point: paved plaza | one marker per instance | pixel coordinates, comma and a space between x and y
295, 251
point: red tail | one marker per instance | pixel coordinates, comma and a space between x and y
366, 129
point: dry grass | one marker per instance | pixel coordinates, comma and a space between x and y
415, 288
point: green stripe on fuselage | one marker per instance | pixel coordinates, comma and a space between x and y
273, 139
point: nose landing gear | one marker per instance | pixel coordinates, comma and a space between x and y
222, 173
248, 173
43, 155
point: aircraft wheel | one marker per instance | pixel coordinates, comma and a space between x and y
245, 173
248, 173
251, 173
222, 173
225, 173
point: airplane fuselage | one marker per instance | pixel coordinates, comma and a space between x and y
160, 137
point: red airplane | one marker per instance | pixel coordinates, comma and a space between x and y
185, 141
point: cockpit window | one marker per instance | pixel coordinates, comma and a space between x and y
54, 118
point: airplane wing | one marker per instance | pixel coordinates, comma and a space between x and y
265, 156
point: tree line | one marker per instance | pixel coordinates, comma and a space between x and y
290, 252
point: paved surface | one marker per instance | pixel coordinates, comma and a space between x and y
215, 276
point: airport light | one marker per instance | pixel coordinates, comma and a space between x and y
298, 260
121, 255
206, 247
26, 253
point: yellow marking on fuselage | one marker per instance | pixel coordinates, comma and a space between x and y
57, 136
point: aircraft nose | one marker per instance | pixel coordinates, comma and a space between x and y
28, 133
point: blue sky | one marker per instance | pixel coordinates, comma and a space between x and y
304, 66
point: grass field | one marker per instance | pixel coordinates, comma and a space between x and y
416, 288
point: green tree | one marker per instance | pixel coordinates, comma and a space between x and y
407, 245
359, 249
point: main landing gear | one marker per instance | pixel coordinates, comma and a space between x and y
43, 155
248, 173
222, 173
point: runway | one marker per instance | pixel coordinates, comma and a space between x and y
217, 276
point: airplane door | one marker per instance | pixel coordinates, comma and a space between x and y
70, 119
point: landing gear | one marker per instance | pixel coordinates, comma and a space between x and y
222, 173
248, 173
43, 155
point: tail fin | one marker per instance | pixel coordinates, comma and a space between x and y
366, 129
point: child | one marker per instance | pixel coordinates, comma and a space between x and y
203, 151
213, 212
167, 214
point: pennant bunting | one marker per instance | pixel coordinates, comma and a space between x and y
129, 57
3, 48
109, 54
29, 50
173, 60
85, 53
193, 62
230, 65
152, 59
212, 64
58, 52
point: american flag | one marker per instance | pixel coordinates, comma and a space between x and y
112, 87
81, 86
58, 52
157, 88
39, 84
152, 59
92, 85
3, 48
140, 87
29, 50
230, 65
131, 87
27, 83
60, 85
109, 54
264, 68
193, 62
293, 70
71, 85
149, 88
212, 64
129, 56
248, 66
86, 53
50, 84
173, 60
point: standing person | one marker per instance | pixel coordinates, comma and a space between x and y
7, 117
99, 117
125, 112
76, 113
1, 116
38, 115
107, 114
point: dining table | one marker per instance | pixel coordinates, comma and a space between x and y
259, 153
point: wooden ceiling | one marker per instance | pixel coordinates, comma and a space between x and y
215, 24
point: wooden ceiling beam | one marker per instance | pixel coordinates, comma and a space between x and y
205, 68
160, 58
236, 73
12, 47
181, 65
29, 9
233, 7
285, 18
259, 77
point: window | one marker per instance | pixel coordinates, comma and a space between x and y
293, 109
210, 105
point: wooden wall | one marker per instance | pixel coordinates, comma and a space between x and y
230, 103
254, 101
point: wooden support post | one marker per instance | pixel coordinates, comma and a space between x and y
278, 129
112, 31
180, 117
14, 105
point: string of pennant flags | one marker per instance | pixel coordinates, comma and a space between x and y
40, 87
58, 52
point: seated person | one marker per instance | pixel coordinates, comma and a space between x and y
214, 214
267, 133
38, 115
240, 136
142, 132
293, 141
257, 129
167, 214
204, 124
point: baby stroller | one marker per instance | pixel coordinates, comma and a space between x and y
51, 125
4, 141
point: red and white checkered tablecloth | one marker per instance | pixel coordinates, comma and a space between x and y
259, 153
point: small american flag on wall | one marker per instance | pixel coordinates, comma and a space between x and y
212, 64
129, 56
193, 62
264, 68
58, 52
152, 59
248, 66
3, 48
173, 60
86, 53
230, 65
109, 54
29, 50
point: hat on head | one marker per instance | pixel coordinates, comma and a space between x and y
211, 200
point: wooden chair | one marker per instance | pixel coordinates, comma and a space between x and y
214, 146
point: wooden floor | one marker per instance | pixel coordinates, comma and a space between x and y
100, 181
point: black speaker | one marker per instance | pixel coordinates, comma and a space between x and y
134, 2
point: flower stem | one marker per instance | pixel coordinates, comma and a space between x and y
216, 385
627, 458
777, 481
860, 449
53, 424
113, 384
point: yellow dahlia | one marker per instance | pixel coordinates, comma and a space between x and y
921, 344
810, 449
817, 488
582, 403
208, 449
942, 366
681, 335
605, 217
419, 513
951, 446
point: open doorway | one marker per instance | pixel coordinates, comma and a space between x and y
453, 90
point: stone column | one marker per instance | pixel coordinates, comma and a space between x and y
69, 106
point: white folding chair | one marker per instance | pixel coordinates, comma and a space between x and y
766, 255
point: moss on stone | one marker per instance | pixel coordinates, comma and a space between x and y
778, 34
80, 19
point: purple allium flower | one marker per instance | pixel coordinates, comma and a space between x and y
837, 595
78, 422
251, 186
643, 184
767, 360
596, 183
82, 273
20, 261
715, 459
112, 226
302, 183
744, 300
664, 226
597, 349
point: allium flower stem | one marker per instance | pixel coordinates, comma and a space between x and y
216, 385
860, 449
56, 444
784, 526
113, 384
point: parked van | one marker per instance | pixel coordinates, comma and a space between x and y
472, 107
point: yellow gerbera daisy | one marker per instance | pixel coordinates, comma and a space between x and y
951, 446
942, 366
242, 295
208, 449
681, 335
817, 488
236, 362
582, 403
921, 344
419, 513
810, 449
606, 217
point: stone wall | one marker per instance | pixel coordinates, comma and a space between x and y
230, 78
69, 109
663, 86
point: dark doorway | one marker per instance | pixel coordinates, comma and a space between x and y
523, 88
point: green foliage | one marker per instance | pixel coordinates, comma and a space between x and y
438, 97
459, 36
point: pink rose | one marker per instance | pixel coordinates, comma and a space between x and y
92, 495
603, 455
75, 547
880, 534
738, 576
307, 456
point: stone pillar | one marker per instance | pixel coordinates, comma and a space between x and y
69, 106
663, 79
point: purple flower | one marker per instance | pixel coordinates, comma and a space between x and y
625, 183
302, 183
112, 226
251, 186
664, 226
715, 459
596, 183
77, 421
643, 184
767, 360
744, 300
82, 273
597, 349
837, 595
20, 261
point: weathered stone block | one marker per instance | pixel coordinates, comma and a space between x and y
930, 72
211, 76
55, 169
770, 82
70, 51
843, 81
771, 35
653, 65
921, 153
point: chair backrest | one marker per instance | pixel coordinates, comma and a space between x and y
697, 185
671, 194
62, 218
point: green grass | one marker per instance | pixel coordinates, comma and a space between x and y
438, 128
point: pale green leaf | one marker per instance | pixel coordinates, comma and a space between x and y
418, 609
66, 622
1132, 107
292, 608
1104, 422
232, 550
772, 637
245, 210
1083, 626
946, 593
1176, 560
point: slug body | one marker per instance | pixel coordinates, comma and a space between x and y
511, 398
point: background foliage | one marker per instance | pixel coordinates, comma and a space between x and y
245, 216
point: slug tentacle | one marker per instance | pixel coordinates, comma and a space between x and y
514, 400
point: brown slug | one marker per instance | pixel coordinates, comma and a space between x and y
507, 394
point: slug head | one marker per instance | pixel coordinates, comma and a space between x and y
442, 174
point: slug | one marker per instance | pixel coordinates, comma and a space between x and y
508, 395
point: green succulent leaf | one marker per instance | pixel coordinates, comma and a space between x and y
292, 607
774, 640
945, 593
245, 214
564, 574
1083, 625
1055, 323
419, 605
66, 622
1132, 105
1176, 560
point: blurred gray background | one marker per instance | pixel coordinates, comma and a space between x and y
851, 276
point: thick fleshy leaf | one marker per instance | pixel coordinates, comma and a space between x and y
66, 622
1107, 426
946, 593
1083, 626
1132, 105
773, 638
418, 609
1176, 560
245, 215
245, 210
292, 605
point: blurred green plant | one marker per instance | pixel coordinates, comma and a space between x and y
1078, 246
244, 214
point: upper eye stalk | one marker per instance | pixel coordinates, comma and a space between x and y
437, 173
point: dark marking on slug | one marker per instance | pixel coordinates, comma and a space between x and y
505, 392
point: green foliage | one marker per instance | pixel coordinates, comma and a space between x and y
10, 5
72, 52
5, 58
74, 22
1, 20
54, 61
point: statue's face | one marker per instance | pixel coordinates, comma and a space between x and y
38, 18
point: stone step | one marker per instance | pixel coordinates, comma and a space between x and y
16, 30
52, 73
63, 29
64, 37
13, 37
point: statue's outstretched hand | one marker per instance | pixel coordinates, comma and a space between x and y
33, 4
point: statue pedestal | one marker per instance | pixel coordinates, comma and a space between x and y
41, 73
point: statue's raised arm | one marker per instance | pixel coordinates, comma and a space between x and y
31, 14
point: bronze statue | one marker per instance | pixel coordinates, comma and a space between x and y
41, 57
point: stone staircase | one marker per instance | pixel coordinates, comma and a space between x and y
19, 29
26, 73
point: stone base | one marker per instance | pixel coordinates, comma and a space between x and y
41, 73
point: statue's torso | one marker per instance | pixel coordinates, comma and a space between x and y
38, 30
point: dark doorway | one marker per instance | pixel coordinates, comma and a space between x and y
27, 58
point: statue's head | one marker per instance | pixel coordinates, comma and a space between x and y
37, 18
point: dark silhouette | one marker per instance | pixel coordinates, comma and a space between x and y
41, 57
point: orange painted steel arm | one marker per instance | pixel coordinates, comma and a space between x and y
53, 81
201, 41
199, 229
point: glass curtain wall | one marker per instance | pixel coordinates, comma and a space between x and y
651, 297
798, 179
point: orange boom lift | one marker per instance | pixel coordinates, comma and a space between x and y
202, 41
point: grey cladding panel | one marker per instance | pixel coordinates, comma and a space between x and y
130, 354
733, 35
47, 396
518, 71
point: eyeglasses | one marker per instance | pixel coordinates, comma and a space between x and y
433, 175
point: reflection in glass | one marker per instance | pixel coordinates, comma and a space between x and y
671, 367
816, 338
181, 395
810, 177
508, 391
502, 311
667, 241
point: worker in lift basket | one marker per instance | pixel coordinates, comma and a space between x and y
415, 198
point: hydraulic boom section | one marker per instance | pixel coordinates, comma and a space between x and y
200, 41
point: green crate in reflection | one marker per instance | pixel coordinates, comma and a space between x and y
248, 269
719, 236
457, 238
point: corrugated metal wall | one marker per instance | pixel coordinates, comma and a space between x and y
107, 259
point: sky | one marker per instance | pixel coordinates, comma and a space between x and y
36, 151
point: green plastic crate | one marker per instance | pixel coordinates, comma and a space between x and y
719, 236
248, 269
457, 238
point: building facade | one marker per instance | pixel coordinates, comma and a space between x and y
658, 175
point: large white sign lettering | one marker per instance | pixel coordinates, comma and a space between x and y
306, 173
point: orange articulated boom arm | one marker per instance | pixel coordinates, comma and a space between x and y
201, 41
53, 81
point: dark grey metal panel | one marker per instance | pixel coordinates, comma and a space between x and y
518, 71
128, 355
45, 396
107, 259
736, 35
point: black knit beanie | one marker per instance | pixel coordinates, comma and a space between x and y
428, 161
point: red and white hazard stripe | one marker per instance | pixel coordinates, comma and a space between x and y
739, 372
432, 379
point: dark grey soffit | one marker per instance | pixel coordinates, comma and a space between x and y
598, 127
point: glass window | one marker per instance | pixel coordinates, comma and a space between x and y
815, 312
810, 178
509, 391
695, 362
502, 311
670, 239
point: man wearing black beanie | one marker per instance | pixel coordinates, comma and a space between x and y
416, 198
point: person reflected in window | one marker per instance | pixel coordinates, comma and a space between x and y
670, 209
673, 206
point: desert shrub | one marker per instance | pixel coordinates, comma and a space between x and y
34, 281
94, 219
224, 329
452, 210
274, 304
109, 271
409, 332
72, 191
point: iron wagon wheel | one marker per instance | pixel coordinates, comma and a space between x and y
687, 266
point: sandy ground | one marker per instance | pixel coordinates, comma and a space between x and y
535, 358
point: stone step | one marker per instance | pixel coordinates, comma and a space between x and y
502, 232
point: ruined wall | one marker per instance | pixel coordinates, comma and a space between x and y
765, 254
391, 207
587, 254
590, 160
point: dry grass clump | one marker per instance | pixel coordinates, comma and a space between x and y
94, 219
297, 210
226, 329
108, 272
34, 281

■ What is expected
Return exactly the lines from the one containing "point: iron wagon" through the last line of the records above, both included, and nothing else.

■ Expected answer
point: iron wagon wheel | one marker per instance | pixel coordinates, comma and a space between x and y
687, 266
point: sandy ground | one marker per instance | pixel coordinates, comma and a space between x and y
535, 358
point: stone step | one marker per instance | pixel coordinates, comma and a space between x and y
502, 232
point: ruined wall | one marker per instance | pixel coordinates, comma and a space between x and y
765, 254
391, 207
587, 254
590, 160
point: dry grass clump | one marker per instance | pixel coordinates, comma and a space between x and y
94, 219
297, 210
226, 329
108, 272
34, 281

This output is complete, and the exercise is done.